* start RECORDS FOR THIS EXERCISE *

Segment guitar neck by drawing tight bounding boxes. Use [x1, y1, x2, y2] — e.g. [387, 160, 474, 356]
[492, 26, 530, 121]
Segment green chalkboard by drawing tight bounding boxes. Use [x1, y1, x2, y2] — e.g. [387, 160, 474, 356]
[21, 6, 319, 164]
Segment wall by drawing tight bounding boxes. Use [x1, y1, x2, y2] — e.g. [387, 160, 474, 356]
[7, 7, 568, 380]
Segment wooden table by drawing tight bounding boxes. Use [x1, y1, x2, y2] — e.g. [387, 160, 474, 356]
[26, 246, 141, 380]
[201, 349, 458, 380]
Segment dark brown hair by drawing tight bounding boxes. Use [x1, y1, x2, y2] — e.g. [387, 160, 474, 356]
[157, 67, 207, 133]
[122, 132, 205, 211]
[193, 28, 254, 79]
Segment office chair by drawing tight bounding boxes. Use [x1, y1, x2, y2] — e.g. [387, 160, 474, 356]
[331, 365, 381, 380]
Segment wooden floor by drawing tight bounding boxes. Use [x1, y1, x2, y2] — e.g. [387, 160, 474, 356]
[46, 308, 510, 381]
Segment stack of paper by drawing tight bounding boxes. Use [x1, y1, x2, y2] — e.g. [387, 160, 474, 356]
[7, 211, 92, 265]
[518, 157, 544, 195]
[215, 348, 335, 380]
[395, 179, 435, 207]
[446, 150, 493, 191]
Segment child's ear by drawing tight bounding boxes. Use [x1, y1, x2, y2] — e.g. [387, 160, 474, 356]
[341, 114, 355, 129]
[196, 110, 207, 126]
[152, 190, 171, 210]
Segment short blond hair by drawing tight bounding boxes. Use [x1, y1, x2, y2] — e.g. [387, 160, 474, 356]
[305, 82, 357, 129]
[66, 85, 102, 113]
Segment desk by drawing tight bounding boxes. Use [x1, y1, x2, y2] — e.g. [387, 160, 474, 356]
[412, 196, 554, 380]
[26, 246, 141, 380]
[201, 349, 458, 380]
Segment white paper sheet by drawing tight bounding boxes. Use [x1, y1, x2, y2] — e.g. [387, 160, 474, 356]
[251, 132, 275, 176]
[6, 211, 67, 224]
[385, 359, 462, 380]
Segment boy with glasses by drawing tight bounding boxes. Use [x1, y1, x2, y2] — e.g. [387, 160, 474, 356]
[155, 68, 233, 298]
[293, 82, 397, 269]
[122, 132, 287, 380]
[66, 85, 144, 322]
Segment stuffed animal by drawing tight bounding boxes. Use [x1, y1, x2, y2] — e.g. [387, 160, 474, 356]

* end RECORDS FOR THIS EXERCISE *

• **TASK GOAL**: Set down, unchanged, the lines of the listing above from the one containing "Segment child's ear" through the one containing "[66, 85, 102, 113]", including both of those lines.

• **FINISHED EXERCISE**:
Segment child's ear by drawing tight bounding boxes. Use [x1, y1, x2, y2] — e.g. [387, 160, 474, 356]
[341, 114, 355, 129]
[196, 110, 207, 126]
[152, 190, 171, 210]
Segment short blond hair by drawing tight bounding boxes. Use [x1, y1, x2, y2] — e.g. [387, 160, 474, 356]
[305, 82, 357, 129]
[66, 85, 102, 113]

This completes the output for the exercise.